## Aim
Report each line below that contains the word "hanging", copying the line in full. Treat uppercase and lowercase as different.
─── Given data
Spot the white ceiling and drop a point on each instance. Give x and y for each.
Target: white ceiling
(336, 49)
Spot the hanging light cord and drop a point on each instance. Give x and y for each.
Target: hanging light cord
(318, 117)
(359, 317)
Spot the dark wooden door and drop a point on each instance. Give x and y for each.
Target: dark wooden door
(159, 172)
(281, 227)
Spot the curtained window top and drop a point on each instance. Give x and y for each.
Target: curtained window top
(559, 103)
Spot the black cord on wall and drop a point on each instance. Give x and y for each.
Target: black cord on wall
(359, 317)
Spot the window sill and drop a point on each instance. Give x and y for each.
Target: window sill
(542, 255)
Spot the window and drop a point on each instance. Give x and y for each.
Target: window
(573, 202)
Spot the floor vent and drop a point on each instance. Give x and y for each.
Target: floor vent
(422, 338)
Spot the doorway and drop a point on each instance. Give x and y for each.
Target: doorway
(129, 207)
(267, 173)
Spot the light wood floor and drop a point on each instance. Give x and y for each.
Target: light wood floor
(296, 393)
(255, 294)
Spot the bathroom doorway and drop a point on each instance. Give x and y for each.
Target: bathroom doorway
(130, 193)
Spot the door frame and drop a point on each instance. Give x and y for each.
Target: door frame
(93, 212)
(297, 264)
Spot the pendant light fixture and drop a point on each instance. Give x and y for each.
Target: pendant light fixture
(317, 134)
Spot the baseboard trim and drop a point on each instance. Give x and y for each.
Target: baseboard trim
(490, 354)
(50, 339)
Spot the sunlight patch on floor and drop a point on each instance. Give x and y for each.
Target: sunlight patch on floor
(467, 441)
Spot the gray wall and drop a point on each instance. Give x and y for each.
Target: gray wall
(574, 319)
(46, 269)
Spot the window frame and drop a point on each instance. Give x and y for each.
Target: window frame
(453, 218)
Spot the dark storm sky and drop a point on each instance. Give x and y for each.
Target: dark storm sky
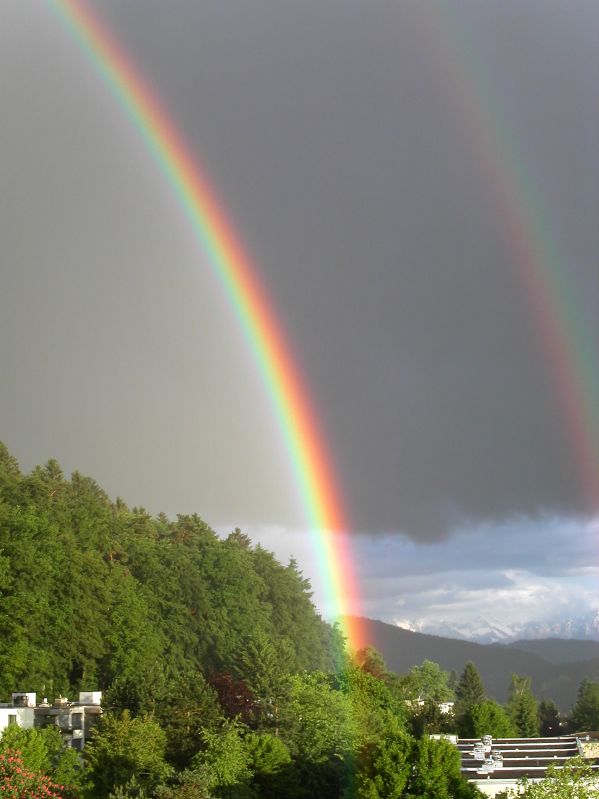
──────
## Result of the exercise
Spot the hanging light cord and drop a point on each instance. Give x and y for each.
Target: hanging light cord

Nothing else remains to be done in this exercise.